EXTRAIT DU DOCUMENT >>
Park Chan Wook ose alors le rapprochement avec Thérèse Raquin d'Emile Zola. C'est dire l'étonnante liberté dont jouit le cinéaste. Il reprend à son compte le film de vampire qui connait ces derniers temps une vraie renaissance (voir Twilight) en l'inscrivant dans un contexte à la fois très quotidien et très intimiste tant y apportant sa folie, douce parfois, fulgurante souvent. Il y a dans presque tous les films de Park Chan Wook plusieurs idées par plan et ce film ne déroge pas à la règle. Le cinéma coréen a sans doute trouvé en lui son plus beau représentant, prouvant une fois encore l'extrême créativité de cette jeune nation cinématographique. Déjà au mois de mars, le thriller The Chaser renouvelait un genre ultra codifié. Park Chan Wook en fait de même et parvient surtout, comme Coppola et son Dracula, a filmer l'essence même du mythe vampirique, le sang, substance de désir et de mort. C'est un amour fou qu'il nous raconte, incroyablement charnel, dévorant et souvent éclaboussé. Même si on peut lui reprocher une trop grande gourmandise (le film devrait être raccourci d'une demi heure), il réalise encore un film inclassable, émouvant et très (trop ?) sanguin.






On ne peut pas en dire autant de Steven Soderbergh qui depuis une dizaine d'années alterne projets expérimentaux à petits budgets (Bubble), réadaptations osées (Solaris) ou grosses productions classieuses (la trilogie Ocean's eleven). Mais depuis sa palme d'or précoce pour Sexe, Mensonge et Vidéo, Soderbergh a surtout excellé dans le divertissement d'auteur efficace et brillant dont le doublé Erin Brockovich / Traffic reste son plus beau fait d'arme.

Là, il nous raconte le destin de Mark Whitacre, un ingénieur d'une firme agroalimentaire, officiant comme taupe du FBI pour dénoncer les pratiques louches de ses patrons. Mais plus le temps passe et plus l'homme apparaît comme un affabulateur hors pair.

Soderbergh ne veut jamais faire comme tout le monde et ne voulait surtout pas refaire Erin Brockovich. Il opte donc pour la comédie mais de manière tellement ostensible, avec usage excessif de musique "seventies" et de couleurs chaudes, qu'il finit par rapidement lasser. Ce traitement "léger" est surtout un moyen facile pour ne pas s'attaquer à ce personnage tout à fait passionnant sur le papier mais indéchiffrable à l'écran. Tout comme l'intrigue, obscure et confuse, qui, à force de retournements tarabiscotés, irrite.

DONNÉES SOURCES >>
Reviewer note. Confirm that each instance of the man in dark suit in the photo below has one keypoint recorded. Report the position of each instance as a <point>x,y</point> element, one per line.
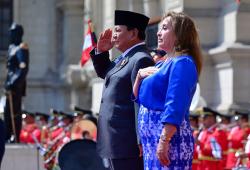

CONSIGNES >>
a. Imprimez le passage de la critique de cinéma qui commence par « On ne peut pas » et se poursuit jusqu'à « affabulateur hors pair. ».
b. D'après la critique de cinéma, quel métier exerce Mark Whitacre ?

RÉPONSES >>
a.
On ne peut pas en dire autant de Steven Soderbergh qui depuis une dizaine d'années alterne projets expérimentaux à petits budgets (Bubble), réadaptations osées (Solaris) ou grosses productions classieuses (la trilogie Ocean's eleven). Mais depuis sa palme d'or précoce pour Sexe, Mensonge et Vidéo, Soderbergh a surtout excellé dans le divertissement d'auteur efficace et brillant dont le doublé Erin Brockovich / Traffic reste son plus beau fait d'arme.

Là, il nous raconte le destin de Mark Whitacre, un ingénieur d'une firme agroalimentaire, officiant comme taupe du FBI pour dénoncer les pratiques louches de ses patrons. Mais plus le temps passe et plus l'homme apparaît comme un affabulateur hors pair.

b. Il est ingénieur dans une firme agroalimentaire.